Nick Deeks from WT Partnership shares his thoughts about infrastructure development, building safety and compliance and functional design.

We've had the Banking Royal Commission. We are having a slowdown in the economy. The Reserve Bank press releases indicate we might be dropping the interest rates, and of course, we are witnessing what many are calling a correction in the housing market. Where to from here for the building and construction sector?

The Banking Royal Commission, from what I understand, isn’t necessarily having an impact directly in the construction sector or the lending sector; it’s probably more procedure within the banks and how they do things.

Finance for construction projects has always been fairly stringent – you've got to meet a lot of criteria to be able to get through the hoops and hurdles and checks and balances within the bank to get the borrowing.

This has always been reviewed and is constantly getting tightened and is affected by what's happening within the markets so I'm not sure that has necessarily changed or been affected by the Banking Commission. I spoke to a couple of guys at the banks over the past few days and certainly the risk area is probably the tightest part of the banking system there.

About the correction in the housing market – I'm not sure whether correction is the right word for it. It seems to me that it starts with a little bit of coverage in the media, which then starts to build and then it affects the general consumer and the general population.

→ Raw data:
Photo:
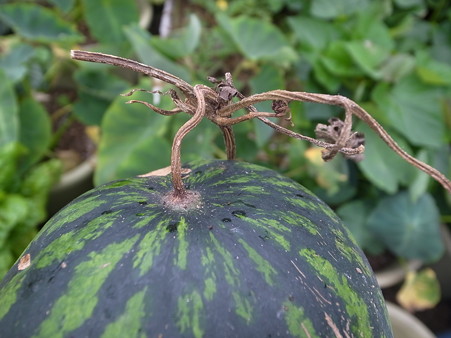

→ Directive: Can you pick up the interview on the building and construction sector above and carry it on from its last sentence?

→ Answer for this exercise:
Then all of a sudden you’ve got this snowball effect where the media are saying to people that houses are overpriced so people start holding off on borrowing thinking that it's going to correct itself and they'll get a better deal in six or nine months’ time, so then auction rates drop and it goes on.

Whether that's a correction or just something that happens, I think it is a kind of a cyclical thing if you're in the market. Of course, if you're selling and buying, it doesn't really make a lot of difference. If you sell at a high, you’re buying at a high; if you sell at a low, you’re buying at a low. There aren’t many people that can sell at a high, sit it out and wait and buy at a low. It probably affects the people who are trying to get into the market.

Anybody starting out, working young, in their twenties or early twenties, I don't know how they really get into the housing market unless their parents are going to give them a bit of a leg up. But millennials also have got a very different opinion to what we would have about owning a home. It was always just drummed into you as a kid that that's what you did because that's what everybody around you did – that you have to own your own home – your own piece of real estate so that you have some kind of capital growth through your life.

Many millennials don't even think about that. They seem to be quite happy renting because it gives them flexibility, it doesn't tie them down, so there's a real quandary in there. Whether things are overpriced or not, at the end of the day we’ve still got shortage in housing, we’ve got increasing population, so if there's a correction there is a correction, but it's going to correct again the other way at some point.

Let's talk about infrastructure. We have a state election and a federal election coming up, and infrastructure will be one of the top issues that will be discussed. How do you think all these changes will impact infrastructure development?

The thing is, we need infrastructure, and we’ve needed infrastructure for a long time. We are getting it at the moment certainly in New South Wales and Victoria because both governments are recycling infrastructure assets and are obtaining money and finance to be able to build more assets. We've got a real peak in construction than we have had for a few years.

I’ve been here 25 years, and it's been nothing like it is now, especially the last 4-5 years when infrastructure has really taken off. But part of it was demand, and the demand was always there, so we should have had this infrastructure built a long time ago.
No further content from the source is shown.